**Supplied text**

Joplin-area residents who have not yet filled out a 2020 census form are asked to get that done soon because the counting period will end Sept. 30.

"We only get to do this every 10 years, so now is your chance," said Ashley Micklethwaite, the executive director of One Joplin, a community organization that is spearheading the Joplin census drive. "If you have not completed the census, please do so."

The census is used to determine how much local governments receive in federal funding that totals $1.5 trillion.

The counts also are used in determining the number of U.S. House of Representatives members each state has, which then can also require changing the boundary lines of congressional districts.

An incomplete count of those who live in Joplin could cause local governments and organizations to see a reduction in the grant funding from the federal government and other providers, Micklethwaite said.

"For everyone that responds, it means about $1,300 that comes back to our community every year," she said. One estimate, she said, suggests that Joplin could lose about $30 million because of people failing to return census forms.

**Source excerpt**
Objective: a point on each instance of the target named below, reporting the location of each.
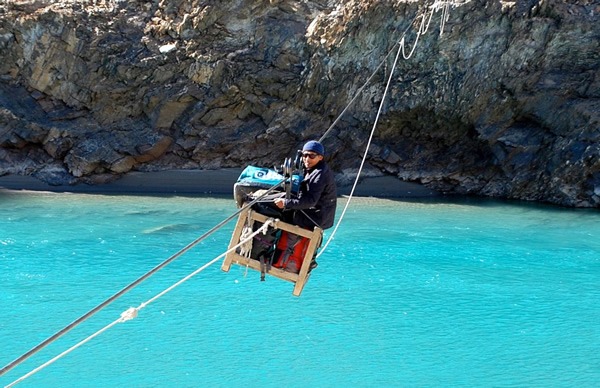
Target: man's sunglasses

**Stated problem 1**
Can you sum up the article on the Joplin census drive in two sentences?
**Stated problem 2**
Would you print the stretch of the Joplin census article from "The census is" through "of congressional districts."?
The material that comes after the article is separate from it.

**Output 1**
Joplin-area residents who have not filled out a 2020 census form are asked to do so before counting ends Sept. 30, and Ashley Micklethwaite of One Joplin, the organization spearheading the local drive, urges them to respond. Census counts determine federal funding for local governments and each state's number of House members, and Micklethwaite said an incomplete count could reduce Joplin's grant funding, with one estimate putting the possible loss at about $30 million.

**Output 2**
The census is used to determine how much local governments receive in federal funding that totals $1.5 trillion.

The counts also are used in determining the number of U.S. House of Representatives members each state has, which then can also require changing the boundary lines of congressional districts.